■ **Given request**: Pick out and copy every line in the records below that contains the word "bulging", matching its case exactly.

■ **Record set**:
+ + +
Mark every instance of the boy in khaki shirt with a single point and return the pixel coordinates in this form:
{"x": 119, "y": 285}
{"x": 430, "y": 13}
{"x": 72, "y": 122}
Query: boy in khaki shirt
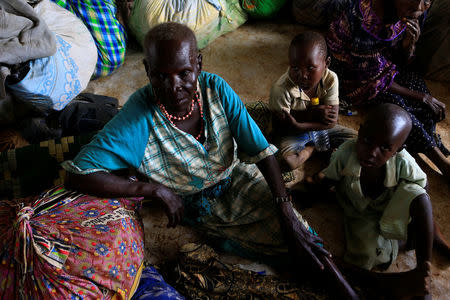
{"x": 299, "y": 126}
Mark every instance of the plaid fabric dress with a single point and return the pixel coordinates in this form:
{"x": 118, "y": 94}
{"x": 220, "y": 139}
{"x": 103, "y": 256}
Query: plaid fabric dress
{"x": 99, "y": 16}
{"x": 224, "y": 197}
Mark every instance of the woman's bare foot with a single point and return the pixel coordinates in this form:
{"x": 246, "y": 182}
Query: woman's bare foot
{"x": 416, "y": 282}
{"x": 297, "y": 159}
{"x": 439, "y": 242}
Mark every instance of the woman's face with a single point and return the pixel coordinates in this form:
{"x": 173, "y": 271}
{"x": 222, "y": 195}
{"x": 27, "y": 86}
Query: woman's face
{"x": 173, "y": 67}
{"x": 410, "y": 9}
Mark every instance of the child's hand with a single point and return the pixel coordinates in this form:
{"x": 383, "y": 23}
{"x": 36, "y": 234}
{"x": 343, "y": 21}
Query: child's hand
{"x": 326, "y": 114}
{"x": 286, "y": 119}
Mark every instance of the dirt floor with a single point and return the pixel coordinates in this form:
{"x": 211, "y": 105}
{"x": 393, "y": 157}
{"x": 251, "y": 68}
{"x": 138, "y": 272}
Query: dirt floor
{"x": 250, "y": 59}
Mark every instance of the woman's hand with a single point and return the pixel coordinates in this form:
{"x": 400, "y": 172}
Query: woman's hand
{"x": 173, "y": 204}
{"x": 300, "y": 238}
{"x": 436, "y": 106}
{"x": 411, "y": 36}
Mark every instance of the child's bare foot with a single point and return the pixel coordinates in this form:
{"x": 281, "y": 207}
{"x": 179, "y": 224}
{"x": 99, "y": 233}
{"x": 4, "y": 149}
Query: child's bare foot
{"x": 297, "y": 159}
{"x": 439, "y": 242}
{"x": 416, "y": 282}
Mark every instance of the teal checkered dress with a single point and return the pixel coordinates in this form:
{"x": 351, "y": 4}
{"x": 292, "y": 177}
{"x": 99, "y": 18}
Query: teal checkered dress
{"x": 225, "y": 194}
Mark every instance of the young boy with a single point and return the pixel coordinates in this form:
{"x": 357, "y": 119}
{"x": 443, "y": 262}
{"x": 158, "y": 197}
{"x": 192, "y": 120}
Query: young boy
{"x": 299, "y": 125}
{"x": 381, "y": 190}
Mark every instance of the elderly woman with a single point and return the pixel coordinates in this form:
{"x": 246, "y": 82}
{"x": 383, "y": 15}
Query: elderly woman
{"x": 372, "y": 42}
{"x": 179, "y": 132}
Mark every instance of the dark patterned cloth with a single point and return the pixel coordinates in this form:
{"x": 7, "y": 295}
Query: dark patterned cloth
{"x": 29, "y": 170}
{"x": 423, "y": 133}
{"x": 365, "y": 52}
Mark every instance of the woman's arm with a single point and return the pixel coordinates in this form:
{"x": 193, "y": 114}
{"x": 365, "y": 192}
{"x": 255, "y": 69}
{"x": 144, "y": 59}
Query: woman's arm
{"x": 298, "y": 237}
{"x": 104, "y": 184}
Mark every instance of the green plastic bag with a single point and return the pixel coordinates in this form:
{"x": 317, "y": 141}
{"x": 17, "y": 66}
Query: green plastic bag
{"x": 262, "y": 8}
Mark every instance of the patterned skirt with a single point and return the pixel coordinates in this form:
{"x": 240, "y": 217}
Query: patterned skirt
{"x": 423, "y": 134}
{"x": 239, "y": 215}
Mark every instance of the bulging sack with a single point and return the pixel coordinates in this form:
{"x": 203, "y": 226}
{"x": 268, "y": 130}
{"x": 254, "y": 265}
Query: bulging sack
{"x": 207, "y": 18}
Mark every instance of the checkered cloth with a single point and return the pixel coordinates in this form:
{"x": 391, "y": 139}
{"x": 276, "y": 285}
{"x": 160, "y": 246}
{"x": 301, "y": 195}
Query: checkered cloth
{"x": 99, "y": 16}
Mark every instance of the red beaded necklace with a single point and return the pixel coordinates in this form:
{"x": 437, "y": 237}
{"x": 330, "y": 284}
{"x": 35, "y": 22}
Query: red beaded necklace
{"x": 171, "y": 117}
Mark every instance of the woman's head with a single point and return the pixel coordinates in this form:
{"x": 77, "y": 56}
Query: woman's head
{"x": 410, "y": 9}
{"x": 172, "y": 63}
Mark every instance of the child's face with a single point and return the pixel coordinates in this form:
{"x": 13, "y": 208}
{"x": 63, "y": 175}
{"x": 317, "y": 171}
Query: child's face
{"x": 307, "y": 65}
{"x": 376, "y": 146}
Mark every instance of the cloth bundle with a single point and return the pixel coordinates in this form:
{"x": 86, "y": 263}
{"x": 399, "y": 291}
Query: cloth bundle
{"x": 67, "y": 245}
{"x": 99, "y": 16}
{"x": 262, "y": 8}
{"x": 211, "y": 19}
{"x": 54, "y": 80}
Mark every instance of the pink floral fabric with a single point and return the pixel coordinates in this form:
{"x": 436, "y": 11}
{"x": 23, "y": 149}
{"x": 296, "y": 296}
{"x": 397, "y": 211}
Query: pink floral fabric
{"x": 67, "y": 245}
+ + +
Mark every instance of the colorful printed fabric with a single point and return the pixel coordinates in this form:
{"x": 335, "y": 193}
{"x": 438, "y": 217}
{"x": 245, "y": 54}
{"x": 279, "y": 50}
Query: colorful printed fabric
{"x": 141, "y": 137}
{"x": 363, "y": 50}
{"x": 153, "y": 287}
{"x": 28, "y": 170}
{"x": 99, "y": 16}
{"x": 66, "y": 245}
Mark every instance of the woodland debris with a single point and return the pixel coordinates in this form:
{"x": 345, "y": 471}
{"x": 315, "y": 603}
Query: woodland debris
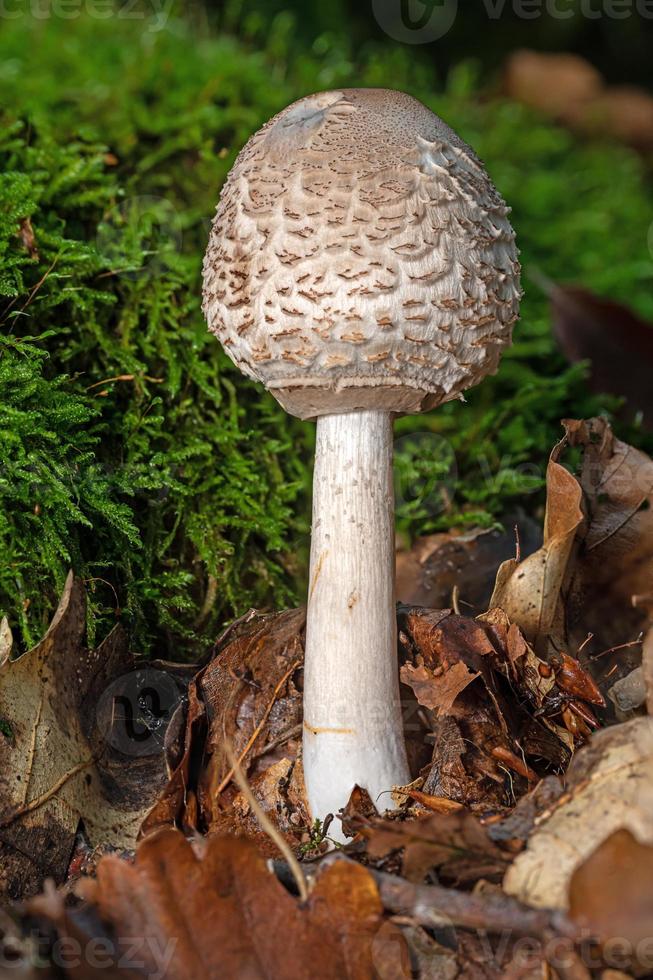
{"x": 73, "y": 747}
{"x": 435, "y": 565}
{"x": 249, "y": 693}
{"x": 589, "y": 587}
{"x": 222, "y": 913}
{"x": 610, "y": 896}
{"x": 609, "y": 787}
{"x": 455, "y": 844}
+ + +
■ **Task result**:
Mark every instance of the bulging sack with a single point and return the pixel coordinates in this form:
Query: bulging sack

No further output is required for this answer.